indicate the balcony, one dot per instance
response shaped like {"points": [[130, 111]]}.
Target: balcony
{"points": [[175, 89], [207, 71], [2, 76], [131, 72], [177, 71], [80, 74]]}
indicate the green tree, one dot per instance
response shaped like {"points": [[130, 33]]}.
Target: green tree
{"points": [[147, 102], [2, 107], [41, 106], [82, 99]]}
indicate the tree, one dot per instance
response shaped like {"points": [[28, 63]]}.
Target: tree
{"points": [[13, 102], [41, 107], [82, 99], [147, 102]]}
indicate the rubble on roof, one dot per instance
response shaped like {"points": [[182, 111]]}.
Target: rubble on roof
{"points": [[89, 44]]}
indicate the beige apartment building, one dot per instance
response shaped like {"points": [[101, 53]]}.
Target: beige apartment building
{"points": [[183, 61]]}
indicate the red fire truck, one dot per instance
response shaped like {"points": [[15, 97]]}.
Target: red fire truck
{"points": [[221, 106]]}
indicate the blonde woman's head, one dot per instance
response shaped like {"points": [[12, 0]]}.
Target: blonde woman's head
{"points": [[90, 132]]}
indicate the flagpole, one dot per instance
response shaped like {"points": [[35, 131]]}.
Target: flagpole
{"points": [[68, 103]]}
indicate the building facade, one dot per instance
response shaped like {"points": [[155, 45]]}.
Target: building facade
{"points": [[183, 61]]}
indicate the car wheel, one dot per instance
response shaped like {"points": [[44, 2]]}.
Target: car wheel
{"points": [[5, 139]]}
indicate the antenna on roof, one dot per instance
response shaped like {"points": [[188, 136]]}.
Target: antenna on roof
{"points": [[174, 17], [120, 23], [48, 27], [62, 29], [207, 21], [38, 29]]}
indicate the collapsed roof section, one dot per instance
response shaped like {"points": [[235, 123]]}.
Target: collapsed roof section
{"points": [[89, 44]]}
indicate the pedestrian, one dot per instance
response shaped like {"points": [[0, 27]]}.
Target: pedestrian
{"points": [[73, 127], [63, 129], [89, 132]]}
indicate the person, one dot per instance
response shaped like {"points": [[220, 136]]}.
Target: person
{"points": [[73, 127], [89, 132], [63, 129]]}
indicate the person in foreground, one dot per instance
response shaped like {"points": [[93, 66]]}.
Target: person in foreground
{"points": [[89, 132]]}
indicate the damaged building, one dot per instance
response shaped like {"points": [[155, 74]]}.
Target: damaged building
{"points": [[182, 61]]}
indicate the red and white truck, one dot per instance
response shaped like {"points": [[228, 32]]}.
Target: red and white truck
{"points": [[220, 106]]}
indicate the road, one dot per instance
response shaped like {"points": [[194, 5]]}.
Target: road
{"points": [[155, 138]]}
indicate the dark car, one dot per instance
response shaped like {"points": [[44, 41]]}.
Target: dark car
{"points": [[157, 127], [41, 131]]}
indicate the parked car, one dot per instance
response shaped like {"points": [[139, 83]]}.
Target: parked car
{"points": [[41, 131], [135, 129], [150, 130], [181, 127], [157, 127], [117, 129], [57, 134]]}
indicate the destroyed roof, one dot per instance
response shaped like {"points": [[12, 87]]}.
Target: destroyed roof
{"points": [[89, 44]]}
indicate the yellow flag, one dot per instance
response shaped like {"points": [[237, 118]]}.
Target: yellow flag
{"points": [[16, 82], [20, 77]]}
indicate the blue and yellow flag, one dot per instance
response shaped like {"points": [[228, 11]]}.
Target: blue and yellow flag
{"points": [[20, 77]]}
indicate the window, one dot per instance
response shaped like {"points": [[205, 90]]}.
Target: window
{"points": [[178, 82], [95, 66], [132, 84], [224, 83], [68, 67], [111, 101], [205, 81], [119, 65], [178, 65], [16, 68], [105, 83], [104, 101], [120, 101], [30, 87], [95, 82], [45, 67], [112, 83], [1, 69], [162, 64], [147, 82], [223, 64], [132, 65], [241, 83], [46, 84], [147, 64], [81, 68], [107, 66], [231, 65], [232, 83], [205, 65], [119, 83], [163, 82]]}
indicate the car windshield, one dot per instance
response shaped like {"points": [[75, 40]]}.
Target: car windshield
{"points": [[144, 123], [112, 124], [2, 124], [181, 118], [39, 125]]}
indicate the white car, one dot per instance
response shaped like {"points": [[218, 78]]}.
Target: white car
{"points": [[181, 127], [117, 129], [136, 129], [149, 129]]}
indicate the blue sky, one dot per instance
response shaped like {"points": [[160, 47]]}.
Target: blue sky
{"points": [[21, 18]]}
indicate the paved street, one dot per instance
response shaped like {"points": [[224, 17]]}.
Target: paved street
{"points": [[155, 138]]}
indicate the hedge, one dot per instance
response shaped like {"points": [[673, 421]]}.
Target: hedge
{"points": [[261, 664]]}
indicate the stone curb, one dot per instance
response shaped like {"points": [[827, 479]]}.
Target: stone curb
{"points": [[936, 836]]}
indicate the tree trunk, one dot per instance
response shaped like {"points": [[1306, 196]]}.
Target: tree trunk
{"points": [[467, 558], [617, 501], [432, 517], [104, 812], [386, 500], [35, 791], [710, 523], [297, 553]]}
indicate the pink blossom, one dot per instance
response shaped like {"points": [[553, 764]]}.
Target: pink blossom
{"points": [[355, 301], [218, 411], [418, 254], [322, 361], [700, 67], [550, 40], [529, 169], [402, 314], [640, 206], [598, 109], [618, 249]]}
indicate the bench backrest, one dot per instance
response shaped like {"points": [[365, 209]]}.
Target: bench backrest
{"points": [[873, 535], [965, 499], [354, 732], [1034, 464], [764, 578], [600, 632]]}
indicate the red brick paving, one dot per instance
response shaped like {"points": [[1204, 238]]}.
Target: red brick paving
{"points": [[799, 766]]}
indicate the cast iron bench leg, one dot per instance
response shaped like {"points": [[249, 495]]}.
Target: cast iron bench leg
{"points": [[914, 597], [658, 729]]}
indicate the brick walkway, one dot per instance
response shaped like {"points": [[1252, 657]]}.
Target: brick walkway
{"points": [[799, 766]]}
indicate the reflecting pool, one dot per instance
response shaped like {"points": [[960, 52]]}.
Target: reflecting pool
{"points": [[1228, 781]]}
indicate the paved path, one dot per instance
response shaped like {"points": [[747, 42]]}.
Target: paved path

PROBLEM> Reproduce the data shown above exactly.

WRITTEN ANSWER>
indicate the balcony, one dot per instance
response shaped like {"points": [[130, 111]]}.
Target: balcony
{"points": [[175, 89], [207, 71], [2, 76], [131, 72], [177, 71], [80, 74]]}
indicate the green tree, one dot per instance
response shaped like {"points": [[130, 33]]}.
Target: green tree
{"points": [[147, 102], [2, 107], [41, 106], [82, 99]]}
indicate the tree, one dot per instance
response shaped like {"points": [[28, 63]]}.
Target: tree
{"points": [[13, 102], [41, 107], [82, 99], [147, 102]]}
indicate the rubble on roof, one dot per instance
response shaped like {"points": [[182, 111]]}.
Target: rubble on roof
{"points": [[89, 44]]}
indicate the beige apartment building, one dot per instance
response shaped like {"points": [[101, 53]]}.
Target: beige apartment building
{"points": [[183, 61]]}
indicate the red fire truck, one dot per instance
response shaped like {"points": [[15, 97]]}.
Target: red fire truck
{"points": [[221, 106]]}
indicate the blonde woman's head, one dot per instance
response shaped like {"points": [[12, 0]]}.
Target: blonde woman's head
{"points": [[90, 132]]}
indicate the flagpole, one dot per instance
response shaped like {"points": [[35, 131]]}.
Target: flagpole
{"points": [[68, 103]]}
indicate the building facade, one dot per instance
response shaped like {"points": [[155, 45]]}.
Target: building facade
{"points": [[183, 61]]}
indicate the car wheel, one dot per instance
response shaped like {"points": [[44, 2]]}.
Target: car wheel
{"points": [[5, 139]]}
indicate the antenna on roof, one dot per instance
response shaped like {"points": [[188, 136]]}.
Target: antenna on roof
{"points": [[174, 17], [120, 23], [48, 27], [62, 29], [207, 21], [38, 29]]}
indicate the collapsed roof section, one dot per instance
response shaped like {"points": [[235, 123]]}.
Target: collapsed roof section
{"points": [[89, 44]]}
indicate the pedestrian, one dot per instance
response shaped like {"points": [[0, 27]]}.
Target: pedestrian
{"points": [[73, 127], [63, 129], [89, 132]]}
indicate the person, one dot per instance
response shaped like {"points": [[220, 136]]}.
Target: person
{"points": [[73, 127], [89, 132], [63, 129]]}
indicate the person in foreground, one dot per instance
response shaped like {"points": [[93, 66]]}.
Target: person in foreground
{"points": [[89, 132]]}
indicate the damaged building, one dot per instance
response shaped like {"points": [[155, 74]]}.
Target: damaged building
{"points": [[182, 61]]}
indicate the red and white truck, one dot per instance
response shaped like {"points": [[228, 32]]}.
Target: red and white truck
{"points": [[220, 106]]}
indicate the road, one dot per instance
response shaped like {"points": [[194, 5]]}.
Target: road
{"points": [[155, 138]]}
indicate the dark car, one dot per instance
response shaped like {"points": [[44, 41]]}.
Target: dark car
{"points": [[157, 127], [41, 131]]}
indicate the parked car, one dot per instance
response shaped like {"points": [[139, 83]]}.
Target: parked car
{"points": [[41, 131], [135, 129], [150, 130], [181, 127], [157, 127], [117, 129], [57, 134]]}
indicate the destroyed roof, one dot per instance
response shaped like {"points": [[12, 87]]}.
Target: destroyed roof
{"points": [[89, 44]]}
indicate the yellow flag, one dot per instance
response shaped like {"points": [[237, 118]]}.
Target: yellow flag
{"points": [[16, 82], [20, 77]]}
indicate the blue and yellow flag, one dot per instance
response shaped like {"points": [[228, 11]]}.
Target: blue and yellow flag
{"points": [[20, 77]]}
indicate the window, one dot per instance
response shaped like {"points": [[205, 90]]}.
Target: window
{"points": [[178, 82], [95, 66], [132, 84], [224, 83], [68, 67], [111, 101], [205, 81], [119, 65], [178, 65], [16, 68], [105, 83], [104, 101], [120, 101], [30, 87], [95, 82], [45, 67], [112, 83], [1, 69], [162, 64], [147, 82], [223, 64], [132, 65], [241, 83], [46, 84], [147, 64], [81, 68], [107, 66], [231, 65], [232, 83], [205, 65], [119, 83], [163, 82]]}
indicate the car windshield, one dot per instance
response shaped like {"points": [[75, 40]]}.
Target: car windshield
{"points": [[144, 123], [112, 124], [2, 124], [181, 118], [39, 125]]}
indicate the white car, one dot per instance
response shaped like {"points": [[218, 78]]}.
Target: white car
{"points": [[181, 127], [117, 129], [136, 129], [149, 129]]}
indicate the blue sky, one dot per instance
response shaped like {"points": [[160, 47]]}.
Target: blue sky
{"points": [[21, 18]]}
indicate the paved street, one dot per instance
response shaped like {"points": [[224, 17]]}.
Target: paved street
{"points": [[155, 138]]}
indicate the hedge, one dot per instance
response shaped like {"points": [[673, 421]]}.
Target: hedge
{"points": [[261, 664]]}
indicate the stone curb, one dot per instance
response shaped like {"points": [[827, 479]]}.
Target: stone curb
{"points": [[936, 836]]}
indicate the tree trunk, one dot per instance
response shaped like {"points": [[1306, 196]]}.
Target: tree trunk
{"points": [[467, 558], [617, 501], [432, 517], [104, 812], [386, 500], [35, 791], [710, 523], [297, 553]]}
indicate the pink blossom, one dot per instance
response shaped like {"points": [[553, 764]]}.
Target: pink blossom
{"points": [[355, 301], [218, 411], [418, 254], [322, 361], [700, 67], [550, 40], [529, 169], [402, 314], [640, 206], [598, 109], [618, 249]]}
indicate the bench backrest, one dot per instance
response shaped like {"points": [[365, 209]]}.
Target: bench backrest
{"points": [[873, 535], [965, 499], [354, 732], [1034, 464], [764, 578], [600, 632]]}
indicate the red brick paving, one dot per instance
response shaped like {"points": [[1204, 238]]}.
Target: red brick paving
{"points": [[799, 766]]}
indicate the cast iron bench leg, one dot per instance
response shaped like {"points": [[249, 495]]}.
Target: cast iron bench leg
{"points": [[914, 597], [658, 729]]}
indicate the brick walkway, one dot per instance
response shaped like {"points": [[1252, 657]]}.
Target: brick walkway
{"points": [[799, 766]]}
indicate the reflecting pool, one dot per instance
response shaped like {"points": [[960, 52]]}.
Target: reflecting pool
{"points": [[1228, 781]]}
indicate the paved path, one dot per instance
response shaped like {"points": [[747, 42]]}.
Target: paved path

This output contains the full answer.